TEXTE FOURNI:
# # #
En septembre, beaucoup de familles italiennes perpétuent une tradition qui a traversé l'océan avec elles: les conserves. Pour profiter de leur saveur tout l'hiver, les légumes du jardin sont mis en boîte. Et la tomate se prête particulièrement bien à cette pratique. Robert Beauchemin s'est joint à la famille Cianci pour sa journée annuelle de conserves.

La scène se déroule dans le jardin parfaitement manucuré d'un duplex de Saint-Léonard. Dans un coin du jardin, il y a des pruniers, au fond un large barbecue en briques. Au beau milieu, on a construit une pergola sur laquelle poussent plusieurs variétés de vignes, remplies de raisins murs. Au centre, une longue table couverte d'une nappe de plastique fleurie pouvant recevoir une vingtaine de personnes. Il y a bien une vingtaine de personnes sur place, des enfants, des aînés, une voisine, quelques cousins et amis. Et le soleil.

La famille Cianci est donc réunie... pour mettre des tomates en conserve! D'origine méridionale, de Sicile et de Campanie, la famille célèbre ainsi la saison des récoltes. La journée se veut aussi une célébration d'un passé rural idéalisé, d'une culture riche en fêtes et en traditions, surtout gastronomiques, et de l'amour de la famille et des amis.
# # #
ENTRÉES RÉPERTORIÉES:
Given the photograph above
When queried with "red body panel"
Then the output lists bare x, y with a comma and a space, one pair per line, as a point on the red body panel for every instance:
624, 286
# # #
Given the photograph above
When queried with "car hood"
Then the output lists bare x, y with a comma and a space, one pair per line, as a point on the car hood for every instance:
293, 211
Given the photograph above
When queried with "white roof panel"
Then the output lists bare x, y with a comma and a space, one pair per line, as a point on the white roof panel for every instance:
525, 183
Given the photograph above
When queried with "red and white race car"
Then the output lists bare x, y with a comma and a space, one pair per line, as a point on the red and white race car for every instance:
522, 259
# # #
CONSIGNE:
Dites si les énoncés suivants concordent avec le texte sur la journée de conserves, en répondant par oui ou par non et en citant mot pour mot les termes du texte qui permettent de trancher.
1. La journée de conserves de la famille Cianci se déroule dans un jardin de Saint-Léonard.
2. La table installée au centre peut accueillir une cinquantaine de personnes.
3. La famille Cianci est originaire du nord de l'Italie.

RÉPONSE CI-DESSOUS:
1. Oui : « La scène se déroule dans le jardin parfaitement manucuré d'un duplex de Saint-Léonard. »
2. Non : « une longue table couverte d'une nappe de plastique fleurie pouvant recevoir une vingtaine de personnes »
3. Non : « D'origine méridionale, de Sicile et de Campanie »